▸ SELECTED PASSAGE
-- Start --

Above the Newgrange burial mound’s entrance door is an open “roofbox” that admits at sunrise on winter solstice a ray of light that penetrates a long passageway and illuminates the back wall of the inner sanctum for 17 minutes. Photos and diagram via Wikimedia Commons

A shaman’s solstice

Nyack has at least one resident shaman. That’s Mikki Baloy, and she greets the winter solstice—and the other astronomical “quarter days”—with earth- and spirit-centered activities. “I lead ceremonies on the quarters (solstices and equinoxes) at the Unitarian church in Pomona— frequently fire ceremonies, which are meant to be inclusive and non-denominational,” she told Earth Matters. “These are consistent, recognizable times to do such ceremonies, and it happens across many cultures.”

Baloy also pointed out that we can recognize and harmonize with solstice amid our own Christmas holiday traditions. “Our modern Christmas lights remind us, during this darkest time of the year, that the sun will return soon. Bringing evergreens indoors is a reminder of hope, and our connection to nature.” She suggested that simply recognizing and talking about these things as a family (or on your own) could be rich additions to whatever else you celebrate. “Small traditions survive because they show how all of us are inextricably linked to the elements and the cycles of nature.”

-- End --

▸ EXERCISE REQUIREMENTS
Write the next part of the passage about solstice traditions, starting after its final sentence. The items that come next have nothing to do with this.

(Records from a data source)
-- Start --

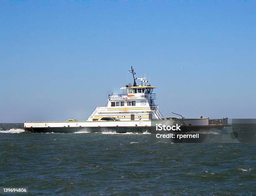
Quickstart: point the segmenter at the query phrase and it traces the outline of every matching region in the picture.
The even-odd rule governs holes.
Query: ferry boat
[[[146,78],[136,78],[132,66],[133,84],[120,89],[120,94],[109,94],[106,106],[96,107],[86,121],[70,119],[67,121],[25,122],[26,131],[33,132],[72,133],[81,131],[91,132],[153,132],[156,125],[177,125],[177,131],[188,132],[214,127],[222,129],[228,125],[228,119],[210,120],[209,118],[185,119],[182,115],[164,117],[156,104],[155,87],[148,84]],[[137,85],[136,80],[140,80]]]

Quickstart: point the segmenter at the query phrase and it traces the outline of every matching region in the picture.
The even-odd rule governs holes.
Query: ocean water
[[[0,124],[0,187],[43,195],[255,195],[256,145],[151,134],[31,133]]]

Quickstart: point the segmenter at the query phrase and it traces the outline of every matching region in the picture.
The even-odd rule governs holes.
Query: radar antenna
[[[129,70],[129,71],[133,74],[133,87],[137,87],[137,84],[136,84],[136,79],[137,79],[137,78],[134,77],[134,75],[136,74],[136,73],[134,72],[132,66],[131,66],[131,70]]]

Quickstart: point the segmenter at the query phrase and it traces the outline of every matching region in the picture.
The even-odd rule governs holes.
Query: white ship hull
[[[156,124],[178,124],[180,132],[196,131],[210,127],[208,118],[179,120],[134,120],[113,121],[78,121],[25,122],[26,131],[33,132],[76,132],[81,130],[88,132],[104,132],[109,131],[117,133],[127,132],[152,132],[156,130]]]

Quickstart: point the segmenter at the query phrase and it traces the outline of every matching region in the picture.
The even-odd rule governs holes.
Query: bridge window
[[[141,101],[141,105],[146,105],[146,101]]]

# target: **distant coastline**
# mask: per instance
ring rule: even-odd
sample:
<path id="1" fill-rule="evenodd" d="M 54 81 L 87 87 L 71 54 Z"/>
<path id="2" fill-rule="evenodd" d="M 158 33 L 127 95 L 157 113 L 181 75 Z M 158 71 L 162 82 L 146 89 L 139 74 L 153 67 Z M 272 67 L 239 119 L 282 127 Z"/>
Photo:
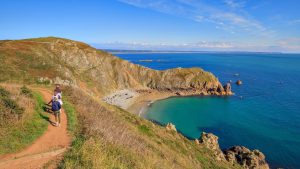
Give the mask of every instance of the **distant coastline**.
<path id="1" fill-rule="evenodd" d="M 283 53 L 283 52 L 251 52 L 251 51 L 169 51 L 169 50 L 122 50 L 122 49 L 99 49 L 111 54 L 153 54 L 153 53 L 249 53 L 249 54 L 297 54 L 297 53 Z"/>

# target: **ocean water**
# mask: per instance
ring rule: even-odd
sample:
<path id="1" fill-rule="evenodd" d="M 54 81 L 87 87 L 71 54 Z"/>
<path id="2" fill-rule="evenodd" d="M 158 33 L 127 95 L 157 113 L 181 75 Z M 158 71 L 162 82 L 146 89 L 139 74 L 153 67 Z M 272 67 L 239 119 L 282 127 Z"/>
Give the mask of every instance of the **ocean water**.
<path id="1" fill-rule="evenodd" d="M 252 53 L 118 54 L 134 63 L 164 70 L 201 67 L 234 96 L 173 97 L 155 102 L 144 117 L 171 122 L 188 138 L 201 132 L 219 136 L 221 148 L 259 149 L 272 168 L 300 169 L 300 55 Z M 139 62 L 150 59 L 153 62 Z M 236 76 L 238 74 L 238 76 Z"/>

-- End --
-- Start --

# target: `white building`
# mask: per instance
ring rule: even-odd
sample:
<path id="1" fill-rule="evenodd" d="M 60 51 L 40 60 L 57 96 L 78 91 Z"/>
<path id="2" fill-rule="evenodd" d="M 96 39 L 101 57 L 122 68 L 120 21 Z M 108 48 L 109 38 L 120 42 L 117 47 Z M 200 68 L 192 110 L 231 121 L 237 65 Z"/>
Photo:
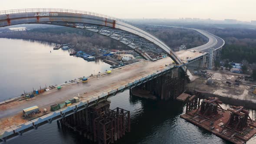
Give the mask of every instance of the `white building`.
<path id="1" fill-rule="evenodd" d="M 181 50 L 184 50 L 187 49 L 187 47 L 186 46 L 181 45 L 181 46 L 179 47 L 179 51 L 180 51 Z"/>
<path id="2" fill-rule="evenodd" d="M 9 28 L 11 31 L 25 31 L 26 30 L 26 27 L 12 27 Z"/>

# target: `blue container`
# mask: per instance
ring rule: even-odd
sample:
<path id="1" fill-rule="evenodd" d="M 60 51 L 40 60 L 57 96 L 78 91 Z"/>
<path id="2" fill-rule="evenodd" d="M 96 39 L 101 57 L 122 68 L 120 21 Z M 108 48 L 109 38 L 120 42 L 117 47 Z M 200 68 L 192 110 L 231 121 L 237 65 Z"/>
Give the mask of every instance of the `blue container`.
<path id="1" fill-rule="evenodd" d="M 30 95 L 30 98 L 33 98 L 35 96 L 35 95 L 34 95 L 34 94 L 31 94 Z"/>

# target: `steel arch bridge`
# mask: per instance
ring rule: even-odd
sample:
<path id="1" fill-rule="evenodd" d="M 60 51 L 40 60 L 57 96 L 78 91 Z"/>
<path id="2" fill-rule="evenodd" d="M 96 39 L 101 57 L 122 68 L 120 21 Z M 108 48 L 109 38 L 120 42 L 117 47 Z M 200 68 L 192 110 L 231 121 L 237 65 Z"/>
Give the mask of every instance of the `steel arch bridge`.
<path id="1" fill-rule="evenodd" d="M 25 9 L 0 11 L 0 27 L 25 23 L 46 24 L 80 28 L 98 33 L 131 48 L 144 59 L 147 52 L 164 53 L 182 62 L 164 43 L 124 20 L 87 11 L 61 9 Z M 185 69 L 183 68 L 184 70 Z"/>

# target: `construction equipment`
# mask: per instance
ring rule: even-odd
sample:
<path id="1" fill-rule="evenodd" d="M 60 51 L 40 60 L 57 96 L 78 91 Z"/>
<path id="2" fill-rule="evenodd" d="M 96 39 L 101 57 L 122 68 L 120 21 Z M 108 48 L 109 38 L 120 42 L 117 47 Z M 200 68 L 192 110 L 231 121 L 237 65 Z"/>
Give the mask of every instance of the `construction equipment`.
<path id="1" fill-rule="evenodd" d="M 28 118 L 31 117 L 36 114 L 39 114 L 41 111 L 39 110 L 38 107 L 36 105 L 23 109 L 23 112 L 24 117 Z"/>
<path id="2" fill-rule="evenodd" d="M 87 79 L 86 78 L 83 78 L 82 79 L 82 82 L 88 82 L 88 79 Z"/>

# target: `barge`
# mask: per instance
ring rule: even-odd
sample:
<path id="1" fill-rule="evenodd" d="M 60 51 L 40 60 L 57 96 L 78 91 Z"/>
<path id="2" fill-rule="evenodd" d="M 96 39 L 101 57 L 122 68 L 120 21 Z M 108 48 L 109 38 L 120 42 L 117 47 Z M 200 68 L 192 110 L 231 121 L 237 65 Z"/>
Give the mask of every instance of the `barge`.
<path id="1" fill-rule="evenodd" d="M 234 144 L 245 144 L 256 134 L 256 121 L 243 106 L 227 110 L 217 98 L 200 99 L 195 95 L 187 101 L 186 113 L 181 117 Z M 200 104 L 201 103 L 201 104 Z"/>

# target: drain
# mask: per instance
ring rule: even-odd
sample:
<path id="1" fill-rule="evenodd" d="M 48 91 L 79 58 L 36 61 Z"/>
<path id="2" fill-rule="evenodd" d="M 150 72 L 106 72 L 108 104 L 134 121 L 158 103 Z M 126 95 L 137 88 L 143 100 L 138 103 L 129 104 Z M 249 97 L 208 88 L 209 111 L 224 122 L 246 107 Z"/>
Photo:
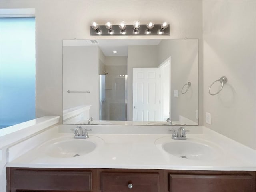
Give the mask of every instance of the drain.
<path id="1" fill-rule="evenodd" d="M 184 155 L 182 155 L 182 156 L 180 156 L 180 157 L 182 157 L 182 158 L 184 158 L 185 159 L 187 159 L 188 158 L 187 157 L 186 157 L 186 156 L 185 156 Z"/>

-- End --
-- Start --

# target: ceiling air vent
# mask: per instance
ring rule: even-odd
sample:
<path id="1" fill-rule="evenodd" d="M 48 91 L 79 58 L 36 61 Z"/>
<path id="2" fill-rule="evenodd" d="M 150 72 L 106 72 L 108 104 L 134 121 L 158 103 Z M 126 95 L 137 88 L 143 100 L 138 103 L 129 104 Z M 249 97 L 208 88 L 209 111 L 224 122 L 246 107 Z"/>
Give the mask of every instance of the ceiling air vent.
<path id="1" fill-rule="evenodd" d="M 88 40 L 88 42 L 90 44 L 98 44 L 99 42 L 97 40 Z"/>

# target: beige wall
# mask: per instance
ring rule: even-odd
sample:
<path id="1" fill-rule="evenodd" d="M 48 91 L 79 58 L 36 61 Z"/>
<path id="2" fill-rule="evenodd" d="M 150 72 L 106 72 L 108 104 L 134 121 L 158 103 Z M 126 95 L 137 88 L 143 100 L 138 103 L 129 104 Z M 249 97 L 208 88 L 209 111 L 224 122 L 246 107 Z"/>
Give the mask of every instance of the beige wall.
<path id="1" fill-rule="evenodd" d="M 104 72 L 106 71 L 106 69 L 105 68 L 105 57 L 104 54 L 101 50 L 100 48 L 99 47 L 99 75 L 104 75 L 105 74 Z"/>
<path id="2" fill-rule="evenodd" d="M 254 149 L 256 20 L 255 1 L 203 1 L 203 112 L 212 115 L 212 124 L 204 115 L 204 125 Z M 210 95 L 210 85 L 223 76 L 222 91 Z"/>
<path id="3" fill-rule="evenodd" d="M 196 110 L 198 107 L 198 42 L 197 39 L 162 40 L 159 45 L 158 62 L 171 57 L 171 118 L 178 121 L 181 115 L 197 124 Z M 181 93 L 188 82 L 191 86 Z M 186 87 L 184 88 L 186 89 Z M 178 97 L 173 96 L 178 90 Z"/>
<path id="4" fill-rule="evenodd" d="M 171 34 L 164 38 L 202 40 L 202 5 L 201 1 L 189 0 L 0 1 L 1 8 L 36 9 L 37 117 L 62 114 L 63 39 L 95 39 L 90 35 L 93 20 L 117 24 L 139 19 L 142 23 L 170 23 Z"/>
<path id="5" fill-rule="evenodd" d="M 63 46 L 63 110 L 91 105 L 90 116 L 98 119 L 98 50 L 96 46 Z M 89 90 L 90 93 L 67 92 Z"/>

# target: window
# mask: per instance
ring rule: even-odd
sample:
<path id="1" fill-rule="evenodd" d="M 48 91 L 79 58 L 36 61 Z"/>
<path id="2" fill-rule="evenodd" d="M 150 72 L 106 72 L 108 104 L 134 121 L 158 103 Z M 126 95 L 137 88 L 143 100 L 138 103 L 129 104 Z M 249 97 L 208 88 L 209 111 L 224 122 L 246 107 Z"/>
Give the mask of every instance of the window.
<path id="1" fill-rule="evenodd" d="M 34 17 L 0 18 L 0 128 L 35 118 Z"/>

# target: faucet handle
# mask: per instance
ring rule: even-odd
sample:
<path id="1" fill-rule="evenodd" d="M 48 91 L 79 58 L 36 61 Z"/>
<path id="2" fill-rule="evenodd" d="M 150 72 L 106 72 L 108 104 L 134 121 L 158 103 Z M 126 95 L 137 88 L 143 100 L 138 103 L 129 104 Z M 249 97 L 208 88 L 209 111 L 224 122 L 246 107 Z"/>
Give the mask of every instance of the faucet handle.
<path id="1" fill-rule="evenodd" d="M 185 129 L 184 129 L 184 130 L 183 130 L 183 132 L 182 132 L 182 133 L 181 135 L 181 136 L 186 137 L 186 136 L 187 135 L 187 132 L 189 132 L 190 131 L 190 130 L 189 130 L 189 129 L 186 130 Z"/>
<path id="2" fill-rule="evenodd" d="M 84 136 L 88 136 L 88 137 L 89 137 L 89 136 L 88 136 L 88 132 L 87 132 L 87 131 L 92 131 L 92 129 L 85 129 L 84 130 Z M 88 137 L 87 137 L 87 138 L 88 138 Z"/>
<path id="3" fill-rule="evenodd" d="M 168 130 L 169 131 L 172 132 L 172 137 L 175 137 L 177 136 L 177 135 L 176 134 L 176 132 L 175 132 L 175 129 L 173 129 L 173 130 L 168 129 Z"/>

-- End --

▸ THE REPLY
winter solstice

Shaman Mikki Baloy (foreground) leads a fire ceremony at the Universalist Unitarian Congregation in Pomona: Photo courtesy Mikki Baloy

And there’s a connection with those New Year’s resolutions as well. “The winter, and especially the Solstice, is traditionally the time of going inward, slowing down, and inventorying our lives, and how we’d like to change or grow in the new year,” said Baloy.

Solstice in spiritual harmony

What about solstice celebrations for members of mainstream religions? Earth Matters reached out to Nyack resident Father Richard Gressle, long-time rector (retired since 2012) of Nyack’s Grace Episcopal Church. He once conducted a farewell ritual for an old and beloved oak tree on Grace’s property that needed to come down, so his harmony-with-nature credentials seemed solid.

“Human experience has now distanced itself  from the cycle of seasons,” said Gressle, who pointed out that the Industrial Revolution and its “culture of exploitation” has given capitalism the spiritual wherewithal to raise the despoiling of the environment to a virtue. “Few people in the secular culture would affirm that our human vocation is co-creation with a Creator no matter how you name that One,” he added.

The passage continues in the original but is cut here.